**Your goal:** List each of the following lines that contains the word "below", matching upper and lower case exactly.

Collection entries
## Begin

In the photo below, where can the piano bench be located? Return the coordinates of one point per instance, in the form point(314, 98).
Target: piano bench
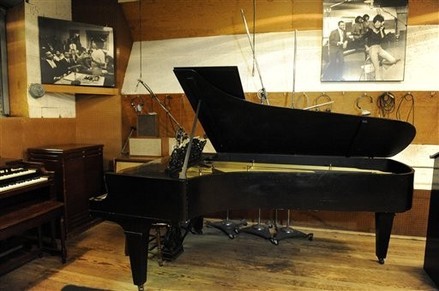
point(34, 216)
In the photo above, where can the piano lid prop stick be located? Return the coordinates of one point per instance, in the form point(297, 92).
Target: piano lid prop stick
point(263, 93)
point(180, 133)
point(189, 146)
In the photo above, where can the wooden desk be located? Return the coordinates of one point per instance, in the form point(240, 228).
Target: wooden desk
point(78, 175)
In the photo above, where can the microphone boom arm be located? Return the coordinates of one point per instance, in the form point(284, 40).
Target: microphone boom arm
point(262, 92)
point(180, 132)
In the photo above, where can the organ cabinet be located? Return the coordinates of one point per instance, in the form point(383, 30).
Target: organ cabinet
point(78, 176)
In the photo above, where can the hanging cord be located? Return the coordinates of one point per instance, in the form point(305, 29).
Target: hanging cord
point(407, 98)
point(254, 38)
point(140, 39)
point(386, 103)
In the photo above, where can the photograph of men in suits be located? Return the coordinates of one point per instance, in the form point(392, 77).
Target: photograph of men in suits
point(338, 41)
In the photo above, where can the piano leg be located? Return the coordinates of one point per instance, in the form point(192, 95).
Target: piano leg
point(383, 230)
point(137, 239)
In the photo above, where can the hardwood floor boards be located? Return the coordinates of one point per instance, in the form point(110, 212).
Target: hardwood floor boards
point(333, 260)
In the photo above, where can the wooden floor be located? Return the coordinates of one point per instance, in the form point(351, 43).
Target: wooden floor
point(212, 261)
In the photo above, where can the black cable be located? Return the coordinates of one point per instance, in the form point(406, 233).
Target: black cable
point(407, 98)
point(386, 103)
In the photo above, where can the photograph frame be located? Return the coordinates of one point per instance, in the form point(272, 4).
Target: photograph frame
point(364, 40)
point(74, 53)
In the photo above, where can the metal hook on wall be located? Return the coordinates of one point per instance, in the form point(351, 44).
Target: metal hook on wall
point(327, 102)
point(363, 112)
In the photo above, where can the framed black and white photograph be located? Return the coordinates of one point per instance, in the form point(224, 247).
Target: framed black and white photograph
point(364, 40)
point(74, 53)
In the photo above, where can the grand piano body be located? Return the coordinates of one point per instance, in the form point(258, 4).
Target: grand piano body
point(267, 157)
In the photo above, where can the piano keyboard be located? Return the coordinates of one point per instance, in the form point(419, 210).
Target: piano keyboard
point(6, 174)
point(22, 183)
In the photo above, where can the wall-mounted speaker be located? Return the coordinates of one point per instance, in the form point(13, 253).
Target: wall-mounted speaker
point(147, 125)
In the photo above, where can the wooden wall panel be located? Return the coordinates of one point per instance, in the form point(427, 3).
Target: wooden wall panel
point(168, 19)
point(99, 117)
point(17, 134)
point(16, 48)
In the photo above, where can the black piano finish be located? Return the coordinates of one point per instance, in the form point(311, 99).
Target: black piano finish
point(242, 131)
point(431, 258)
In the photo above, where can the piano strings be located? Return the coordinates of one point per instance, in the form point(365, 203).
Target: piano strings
point(228, 167)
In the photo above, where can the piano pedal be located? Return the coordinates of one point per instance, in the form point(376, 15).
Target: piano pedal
point(288, 232)
point(227, 226)
point(259, 230)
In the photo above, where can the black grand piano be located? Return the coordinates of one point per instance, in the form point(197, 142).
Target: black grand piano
point(267, 157)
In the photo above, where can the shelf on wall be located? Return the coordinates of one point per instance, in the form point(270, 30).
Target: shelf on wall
point(80, 89)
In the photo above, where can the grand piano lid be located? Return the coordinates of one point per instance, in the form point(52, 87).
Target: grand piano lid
point(234, 125)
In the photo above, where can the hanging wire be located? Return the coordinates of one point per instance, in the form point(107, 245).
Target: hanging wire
point(254, 38)
point(407, 98)
point(386, 103)
point(140, 40)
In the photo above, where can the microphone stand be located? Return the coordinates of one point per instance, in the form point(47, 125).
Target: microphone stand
point(262, 92)
point(123, 151)
point(180, 134)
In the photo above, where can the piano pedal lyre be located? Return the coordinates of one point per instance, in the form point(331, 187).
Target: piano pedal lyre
point(227, 226)
point(288, 232)
point(157, 236)
point(260, 229)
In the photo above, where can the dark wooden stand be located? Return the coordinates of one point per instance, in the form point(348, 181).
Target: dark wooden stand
point(79, 176)
point(431, 259)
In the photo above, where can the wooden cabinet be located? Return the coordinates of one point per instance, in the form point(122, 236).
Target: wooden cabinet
point(78, 176)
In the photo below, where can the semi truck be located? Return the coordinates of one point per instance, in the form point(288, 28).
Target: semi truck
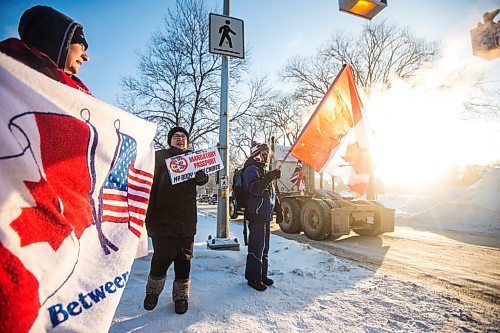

## End

**Solution to the exercise:**
In the photo below, where can the piano bench be located? Return the coordinates of one point per instance, in the form point(314, 98).
In the photo below, where can the semi truck be located? Return the coordinates of one point per instance, in the form point(288, 28).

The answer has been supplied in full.